-- GIVEN PASSAGE --
# # # #

Yet another question about cpu binding under SLURM environment..
Short version: will OpenMPI support SLURM_CPUS_PER_TASK for the purpose
of cpu binding?
Full version: When you allocate a job like, e.g., this
salloc --ntasks=2 --cpus-per-task=4
SLURM will allocate 8 cores in total, 4 for each 'assumed' MPI tasks.
This is useful for hybrid jobs, where each MPI process spawns some
internal worker threads (e.g., OpenMP). The intention is that there are
2 MPI procs started, each of them 'bound' to 4 cores. SLURM will also
set an environment variable
SLURM_CPUS_PER_TASK=4
which should (probably?) be taken into account by the method that
launches the MPI processes to figure out the cpuset. In case of OpenMPI
+ mpirun I think something should happen in
orte/mca/ras/slurm/ras_slurm_module.c, where the variable _is_ actually
parsed. Unfortunately, it is never really used...

# # # #

(Image outline entries)
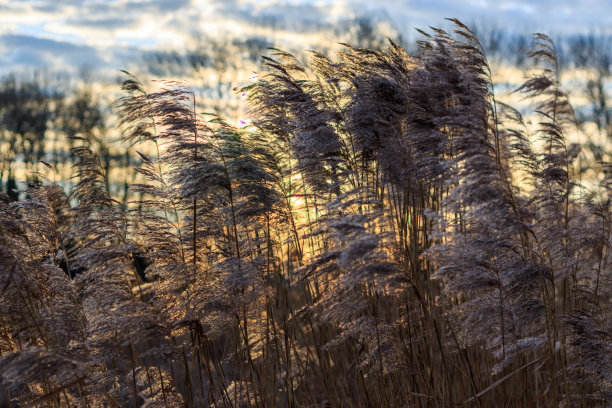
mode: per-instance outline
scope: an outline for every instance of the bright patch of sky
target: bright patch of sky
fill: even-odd
[[[299,41],[359,17],[410,38],[415,27],[448,26],[446,17],[523,32],[604,31],[611,11],[612,0],[0,0],[0,73],[117,69],[145,50],[184,50],[200,34]]]

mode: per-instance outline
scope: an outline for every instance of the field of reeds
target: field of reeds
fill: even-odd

# # # #

-- COMPLETE THE FOLLOWING --
1. Return the full listing of image outline entries above, line for line and unchanged, leaving the pictures out of your answer.
2. Supply the next part of the post on CPU binding under SLURM, beginning right after its final sentence.

-- EXERCISE RESULTS --
1.
mode: per-instance outline
scope: an outline for every instance of the bright patch of sky
target: bright patch of sky
fill: even-odd
[[[299,41],[359,17],[410,38],[415,27],[448,26],[446,17],[523,32],[604,31],[611,11],[612,0],[0,0],[0,73],[117,69],[145,50],[184,50],[200,34]]]

mode: per-instance outline
scope: an outline for every instance of the field of reeds
target: field of reeds
fill: even-odd

2.
As a result, cpuset of all tasks started on a given compute node
includes all CPU cores of all MPI tasks on that node, just as provided
by SLURM (in the above example - 8). In general, there is no simple way
for the user code in the MPI procs to 'split' the cores between
themselves. I imagine the original intention to support this in OpenMPI
was something like
mpirun --bind-to subtask_cpuset
with an artificial bind target that would cause OpenMPI to divide the
allocated cores between the mpi tasks. Is this right? If so, it seems
that at this point this is not implemented. Is there plans to do this?
If no, does anyone know another way to achieve that?
Thanks a lot!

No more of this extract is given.